## 作業指示
#1 投資動向の抜粋によると、短期的にIPOの主流になると考えられているのはどの分野の企業か答えなさい。
#2 投資動向の抜粋を、最後の文に続けて書き進めなさい。

## 読解用抜粋
__________
伝統的な小売業、航空業、サービス業などパンデミックによるマイナスの影響を受けやすいセクターの企業が発表した2020年の業績に対する失望は、投資家心理をさらに悪化させる可能性があります。これを受けて、投資家は一時的にポートフォリオを見直し、異なる資産クラス間の投資の再配分をする可能性があります。その間も、投資家は投資リターンを求め続け、流動性や市場心理を利用しますが、他のより有望な投資対象を見つけたり、資金の償還や利益の確定を行う必要に迫られた時は、ポートフォリオの清算を余儀なくされ、それにより、株価が調整過程に陥るリスクがあります。
短期的にはテクノロジーやヘルスケア企業のIPOが引き続き主流となると考えられます。投資家はeコマース、フードデリバリー、オンラインゲーム、クラウドソリューションなど、パンデミック中に成功を収めた好調なセクターの企業に対する投資に引き続き前向きです。
__________
## 提供資料
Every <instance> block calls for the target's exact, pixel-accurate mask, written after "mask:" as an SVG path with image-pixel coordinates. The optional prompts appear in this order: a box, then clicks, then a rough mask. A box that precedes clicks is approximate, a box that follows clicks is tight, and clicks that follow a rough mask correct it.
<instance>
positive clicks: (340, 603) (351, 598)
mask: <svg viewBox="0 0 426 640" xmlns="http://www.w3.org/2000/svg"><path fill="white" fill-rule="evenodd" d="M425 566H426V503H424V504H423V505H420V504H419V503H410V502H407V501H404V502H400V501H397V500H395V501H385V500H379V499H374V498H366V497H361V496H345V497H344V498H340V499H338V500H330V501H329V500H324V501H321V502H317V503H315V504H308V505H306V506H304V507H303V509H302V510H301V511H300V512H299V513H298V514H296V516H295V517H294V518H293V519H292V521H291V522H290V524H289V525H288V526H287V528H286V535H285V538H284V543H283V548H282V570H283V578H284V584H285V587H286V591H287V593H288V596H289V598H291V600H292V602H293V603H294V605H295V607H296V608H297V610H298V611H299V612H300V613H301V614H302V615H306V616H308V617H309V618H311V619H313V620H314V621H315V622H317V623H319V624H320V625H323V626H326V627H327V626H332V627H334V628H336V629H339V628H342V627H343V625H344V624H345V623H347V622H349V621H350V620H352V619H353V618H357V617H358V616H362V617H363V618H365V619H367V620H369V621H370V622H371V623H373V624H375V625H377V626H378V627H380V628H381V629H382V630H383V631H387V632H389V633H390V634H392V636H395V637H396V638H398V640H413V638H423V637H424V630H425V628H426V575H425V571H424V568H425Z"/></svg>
__________
## 解答例
#1 テクノロジーやヘルスケアの企業。

#2
今後のクロスボーダーIPOの動向は、HFCAAや米国以外の国・地域における規制の導入や実施状況に左右されます。現在、中国企業や欧州企業の勢いは衰えていませんが、その一方で米国の中国系FPIが米国外でのセカンダリー上場を目指す動きは着実に進んでおり、この傾向は今後も続くものと思われます。
EUと英国の取引所の規制当局がSPACに関する上場要件を検討しています。ユーロネクスト、ドイツ取引所、NASDAQ OMX、英国の取引所などが導入先候補市場として挙がっています。また、アジア太平洋エリアでは、香港、インドネシア、シンガポールの証券取引所がSPAC上場を検討していると噂されており、初期の協議段階にあります。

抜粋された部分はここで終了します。